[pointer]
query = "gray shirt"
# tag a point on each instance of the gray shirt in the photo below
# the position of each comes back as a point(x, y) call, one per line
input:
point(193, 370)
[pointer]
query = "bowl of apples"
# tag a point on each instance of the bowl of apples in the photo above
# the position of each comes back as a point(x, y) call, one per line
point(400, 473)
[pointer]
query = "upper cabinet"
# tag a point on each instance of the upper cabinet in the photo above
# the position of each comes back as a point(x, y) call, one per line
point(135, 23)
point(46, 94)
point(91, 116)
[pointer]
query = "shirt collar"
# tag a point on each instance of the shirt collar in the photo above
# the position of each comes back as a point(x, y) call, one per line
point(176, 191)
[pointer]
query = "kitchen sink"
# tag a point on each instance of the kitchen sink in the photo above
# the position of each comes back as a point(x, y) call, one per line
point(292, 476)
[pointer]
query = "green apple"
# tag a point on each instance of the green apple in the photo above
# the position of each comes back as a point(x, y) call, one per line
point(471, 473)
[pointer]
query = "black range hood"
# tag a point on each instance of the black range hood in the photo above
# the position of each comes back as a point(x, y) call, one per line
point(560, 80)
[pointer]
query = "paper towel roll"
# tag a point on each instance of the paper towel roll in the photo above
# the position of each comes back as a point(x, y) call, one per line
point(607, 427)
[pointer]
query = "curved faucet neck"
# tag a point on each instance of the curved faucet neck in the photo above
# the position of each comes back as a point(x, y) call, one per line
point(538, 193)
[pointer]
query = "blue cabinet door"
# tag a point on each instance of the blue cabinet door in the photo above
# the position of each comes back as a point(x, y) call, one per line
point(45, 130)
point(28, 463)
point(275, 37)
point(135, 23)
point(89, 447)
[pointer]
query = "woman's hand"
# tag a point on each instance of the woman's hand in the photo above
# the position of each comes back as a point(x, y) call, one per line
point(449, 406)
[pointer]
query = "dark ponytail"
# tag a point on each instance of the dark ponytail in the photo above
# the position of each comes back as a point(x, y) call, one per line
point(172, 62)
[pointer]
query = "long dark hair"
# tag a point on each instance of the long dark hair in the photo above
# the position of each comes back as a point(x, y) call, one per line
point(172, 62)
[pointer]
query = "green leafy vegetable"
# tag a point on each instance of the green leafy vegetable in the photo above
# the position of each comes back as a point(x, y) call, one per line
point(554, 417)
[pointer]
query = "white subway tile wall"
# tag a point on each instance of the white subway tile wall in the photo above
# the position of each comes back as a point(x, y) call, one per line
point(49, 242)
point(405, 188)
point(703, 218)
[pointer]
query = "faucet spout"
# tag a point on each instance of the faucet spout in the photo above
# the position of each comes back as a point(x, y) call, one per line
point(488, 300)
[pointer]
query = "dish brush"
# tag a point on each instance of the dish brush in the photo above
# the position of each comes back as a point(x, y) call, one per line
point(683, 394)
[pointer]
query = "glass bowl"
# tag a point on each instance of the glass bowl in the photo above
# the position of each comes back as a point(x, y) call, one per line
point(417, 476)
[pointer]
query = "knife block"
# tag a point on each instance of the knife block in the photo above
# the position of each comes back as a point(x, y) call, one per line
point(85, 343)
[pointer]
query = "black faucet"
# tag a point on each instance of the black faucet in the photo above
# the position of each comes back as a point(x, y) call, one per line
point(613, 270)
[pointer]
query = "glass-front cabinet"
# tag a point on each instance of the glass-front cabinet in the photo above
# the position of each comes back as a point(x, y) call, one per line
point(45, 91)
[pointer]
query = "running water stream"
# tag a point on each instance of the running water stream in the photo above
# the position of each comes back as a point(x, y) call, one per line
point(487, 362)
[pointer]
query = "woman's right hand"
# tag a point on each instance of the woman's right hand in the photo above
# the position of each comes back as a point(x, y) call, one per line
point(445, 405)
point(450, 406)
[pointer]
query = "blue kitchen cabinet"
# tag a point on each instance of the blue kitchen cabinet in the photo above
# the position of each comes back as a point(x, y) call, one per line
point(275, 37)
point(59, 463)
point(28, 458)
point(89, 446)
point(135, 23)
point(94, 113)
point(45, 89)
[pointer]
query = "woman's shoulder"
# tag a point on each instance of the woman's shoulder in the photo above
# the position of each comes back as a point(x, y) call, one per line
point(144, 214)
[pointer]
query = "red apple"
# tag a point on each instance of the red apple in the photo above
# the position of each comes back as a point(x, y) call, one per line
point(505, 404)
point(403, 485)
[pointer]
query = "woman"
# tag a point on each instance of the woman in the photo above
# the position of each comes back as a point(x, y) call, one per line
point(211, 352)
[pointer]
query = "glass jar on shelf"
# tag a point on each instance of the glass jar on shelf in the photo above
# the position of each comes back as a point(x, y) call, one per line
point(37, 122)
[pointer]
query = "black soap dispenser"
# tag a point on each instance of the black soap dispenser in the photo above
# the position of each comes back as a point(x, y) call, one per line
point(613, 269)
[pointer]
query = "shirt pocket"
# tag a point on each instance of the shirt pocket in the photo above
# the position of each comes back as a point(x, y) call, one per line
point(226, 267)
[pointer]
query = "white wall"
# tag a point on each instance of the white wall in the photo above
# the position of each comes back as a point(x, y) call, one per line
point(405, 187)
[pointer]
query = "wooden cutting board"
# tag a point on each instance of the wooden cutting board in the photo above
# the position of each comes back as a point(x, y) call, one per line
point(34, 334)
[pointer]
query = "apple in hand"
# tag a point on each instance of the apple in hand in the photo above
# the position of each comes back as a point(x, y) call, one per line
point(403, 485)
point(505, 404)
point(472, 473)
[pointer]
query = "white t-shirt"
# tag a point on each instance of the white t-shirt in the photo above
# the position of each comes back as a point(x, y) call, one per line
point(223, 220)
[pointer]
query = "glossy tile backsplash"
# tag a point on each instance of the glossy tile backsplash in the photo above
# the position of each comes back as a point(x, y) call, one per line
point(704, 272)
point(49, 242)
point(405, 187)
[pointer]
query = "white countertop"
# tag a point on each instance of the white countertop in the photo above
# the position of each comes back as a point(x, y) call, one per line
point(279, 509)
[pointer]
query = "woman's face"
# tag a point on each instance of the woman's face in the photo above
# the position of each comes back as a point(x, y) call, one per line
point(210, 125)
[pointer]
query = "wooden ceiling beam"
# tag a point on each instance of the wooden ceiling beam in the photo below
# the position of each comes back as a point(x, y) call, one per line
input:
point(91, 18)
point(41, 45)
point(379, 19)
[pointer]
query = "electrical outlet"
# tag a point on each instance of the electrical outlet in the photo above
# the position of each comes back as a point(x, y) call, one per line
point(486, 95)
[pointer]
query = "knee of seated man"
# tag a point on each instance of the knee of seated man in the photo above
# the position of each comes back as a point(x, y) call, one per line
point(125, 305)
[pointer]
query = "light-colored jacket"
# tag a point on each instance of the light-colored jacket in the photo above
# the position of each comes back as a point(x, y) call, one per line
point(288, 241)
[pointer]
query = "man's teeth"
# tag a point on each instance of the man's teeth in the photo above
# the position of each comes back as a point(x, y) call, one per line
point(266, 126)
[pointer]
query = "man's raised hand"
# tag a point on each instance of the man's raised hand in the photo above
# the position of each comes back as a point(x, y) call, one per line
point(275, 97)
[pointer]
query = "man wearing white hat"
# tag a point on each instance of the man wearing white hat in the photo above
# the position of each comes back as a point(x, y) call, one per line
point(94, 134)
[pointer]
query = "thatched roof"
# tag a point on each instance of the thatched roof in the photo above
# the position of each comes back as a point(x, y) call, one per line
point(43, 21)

————————

*Required task*.
Write out all the records above again, replacing every "instance" with "occurrence" and leaving everything else unchanged.

*Task response*.
[pointer]
query = "gray shirt"
# tag a point on each occurrence of the gray shirt in the photo below
# the position of each comes back as a point(x, y) call, one per line
input:
point(193, 370)
[pointer]
query = "bowl of apples"
# tag a point on each occurrence of the bowl of apples in the photo above
# the position of each comes back as a point(x, y) call, one per line
point(400, 473)
[pointer]
query = "upper cabinet"
# tag a point on each occurrence of the upper cabinet in the photo above
# the position of each comes back as a point(x, y) call, one per line
point(135, 23)
point(46, 94)
point(91, 116)
[pointer]
query = "shirt collar"
# tag a point on each occurrence of the shirt collar in the photo above
# the position of each comes back as a point(x, y) call, one per line
point(176, 191)
[pointer]
query = "kitchen sink"
# tag a point on each occurrence of the kitchen sink in the photo above
# the position of each comes back as a point(x, y) call, one per line
point(292, 476)
[pointer]
query = "green apple"
# tag a point on each occurrence of the green apple in the photo above
# the position of each comes back as a point(x, y) call, one per line
point(471, 473)
[pointer]
query = "black range hood"
# tag a point on each occurrence of the black range hood in the photo above
# the position of each comes back as a point(x, y) call, one per line
point(560, 80)
[pointer]
query = "paper towel roll"
# tag a point on each occurrence of the paper towel roll in the photo above
# the position of each comes back as a point(x, y) call, one per line
point(607, 427)
[pointer]
query = "curved faucet neck"
# tag a point on each occurrence of the curved faucet neck in the photo above
# the position of each comes back as a point(x, y) call, one per line
point(538, 193)
[pointer]
query = "blue cabinet door"
# tag a point on each occurrence of the blue cabinet door in the photo above
# the position of each comes back as a point(x, y) call, one per line
point(45, 130)
point(28, 463)
point(275, 37)
point(135, 23)
point(89, 447)
[pointer]
query = "woman's hand"
# tag a point on each occurrence of the woman's hand in the photo above
# the position of each comes back as a point(x, y) call, one per line
point(449, 406)
[pointer]
query = "dark ponytail"
# tag a point on each occurrence of the dark ponytail in the photo above
# the position of each comes back as a point(x, y) call, one per line
point(172, 62)
[pointer]
query = "long dark hair"
# tag a point on each occurrence of the long dark hair in the photo above
# the position of each comes back as a point(x, y) call, one per line
point(172, 62)
[pointer]
query = "green leafy vegetable"
# tag a point on each occurrence of the green leafy vegetable in the photo above
# the position of each comes back as a point(x, y) call, one per line
point(554, 417)
[pointer]
query = "white subway tile wall"
# tag a point on each occurrence of the white subway tile wall in the photo above
# the position of each comes back as a point(x, y) call, one per line
point(49, 242)
point(405, 188)
point(703, 218)
[pointer]
query = "faucet spout"
# tag a point on each occurrence of the faucet spout in the photo above
# the position of each comes back as a point(x, y) call, one per line
point(488, 300)
[pointer]
query = "dish brush"
# tag a point on each occurrence of the dish brush in the photo above
# the position of each comes back as a point(x, y) call, one per line
point(683, 394)
[pointer]
query = "glass bowl"
# tag a point on each occurrence of the glass bowl in the photo above
# the position of each comes back as a point(x, y) call, one per line
point(417, 476)
[pointer]
query = "knife block"
# tag a point on each occurrence of the knife block in the photo above
# the position of each comes back as a point(x, y) call, one per line
point(85, 343)
[pointer]
query = "black faucet"
# tag a point on each occurrence of the black faucet in the photo above
# the position of each comes back as a point(x, y) call, one per line
point(613, 270)
[pointer]
query = "glass-front cabinet"
# tag a point on each occurrence of the glass-front cabinet in the photo above
# the position of each comes back as a point(x, y) call, one per line
point(45, 91)
[pointer]
query = "running water stream"
# tag a point on each occurrence of the running water stream in the photo above
# the position of each comes back as a point(x, y) call, one per line
point(487, 362)
[pointer]
query = "woman's right hand"
# tag a point on each occurrence of the woman's right hand in the photo above
# the position of each comes back as a point(x, y) call, one per line
point(445, 405)
point(450, 406)
[pointer]
query = "blue kitchen cabinet"
# tag a point on each occurrence of the blue kitchen cabinet in the photo above
# the position of each comes back as a point(x, y) call, one per line
point(275, 37)
point(59, 463)
point(28, 458)
point(89, 446)
point(135, 23)
point(94, 113)
point(45, 89)
[pointer]
query = "woman's shoulder"
# tag a point on each occurrence of the woman's shoulder in the photo above
# the position of each comes back as a point(x, y) call, one per line
point(144, 214)
[pointer]
query = "red apple"
# tag a point on each occurrence of the red apple in the photo above
# the position of each comes back as a point(x, y) call, one per line
point(505, 404)
point(403, 485)
[pointer]
query = "woman"
# tag a point on each occurrence of the woman in the photo above
# the position of each comes back as a point(x, y) call, one per line
point(211, 352)
[pointer]
query = "glass jar on shelf"
# tag a point on each occurrence of the glass jar on shelf in the photo above
# the position of each comes back as a point(x, y) call, one per line
point(37, 122)
[pointer]
query = "black soap dispenser"
# tag a point on each occurrence of the black soap dispenser in the photo above
# the position of each comes back as a point(x, y) call, one per line
point(613, 269)
[pointer]
query = "shirt pocket"
# tag a point on each occurrence of the shirt pocket in the photo above
# the position of each comes back as a point(x, y) call, one per line
point(226, 267)
[pointer]
query = "white wall"
# tag a point on each occurrence of the white wall in the photo above
# the position of each comes back as a point(x, y) call, one per line
point(405, 187)
[pointer]
query = "wooden cutting board"
# tag a point on each occurrence of the wooden cutting board in the photo above
# the position of each comes back as a point(x, y) call, one per line
point(34, 334)
[pointer]
query = "apple in hand"
# tag a point on each occurrence of the apple in hand in the photo above
# the position of each comes back as a point(x, y) call, one per line
point(403, 485)
point(505, 404)
point(472, 473)
[pointer]
query = "white t-shirt"
# tag a point on each occurrence of the white t-shirt in the photo above
# the position of each comes back as a point(x, y) call, one per line
point(223, 220)
[pointer]
query = "glossy tile backsplash"
# tag a point on each occurrence of the glossy tile backsplash in the photo above
# the position of each comes back as a point(x, y) call, one per line
point(704, 272)
point(49, 242)
point(405, 187)
[pointer]
query = "white countertop"
# tag a point on each occurrence of the white countertop in the photo above
# the position of each comes back as a point(x, y) call, one per line
point(279, 509)
[pointer]
query = "woman's face"
# tag a point on each occurrence of the woman's face in the photo above
# the position of each comes back as a point(x, y) call, one per line
point(210, 125)
[pointer]
query = "wooden ceiling beam"
# tag a point on each occurrence of the wooden ceiling beam in the photo below
# the position of each comes back as a point(x, y) call, one per line
input:
point(91, 18)
point(41, 45)
point(379, 19)
[pointer]
query = "electrical outlet"
# tag a point on each occurrence of the electrical outlet in the photo above
# the position of each comes back as a point(x, y) call, one per line
point(486, 95)
[pointer]
query = "knee of seated man"
# tag a point on each occurrence of the knee of seated man in the photo above
# the position of each comes back as a point(x, y) call, one per line
point(125, 305)
[pointer]
query = "light-colored jacket"
# tag a point on each occurrence of the light-colored jacket in the photo above
# the position of each comes back as a point(x, y) call, one per line
point(288, 241)
[pointer]
query = "man's teeth"
# tag a point on each occurrence of the man's teeth in the photo above
# the position of each comes back as a point(x, y) call, one per line
point(266, 126)
[pointer]
query = "man's raised hand"
# tag a point on each occurrence of the man's raised hand in the photo above
# the position of each comes back as a point(x, y) call, one per line
point(275, 97)
[pointer]
query = "man wearing white hat"
# tag a point on each occurrence of the man wearing white hat in the photo above
# the position of each comes back as a point(x, y) call, one per line
point(94, 134)
[pointer]
query = "thatched roof"
# tag a point on each occurrence of the thatched roof in the photo above
# the position of each comes back as a point(x, y) call, one per line
point(43, 21)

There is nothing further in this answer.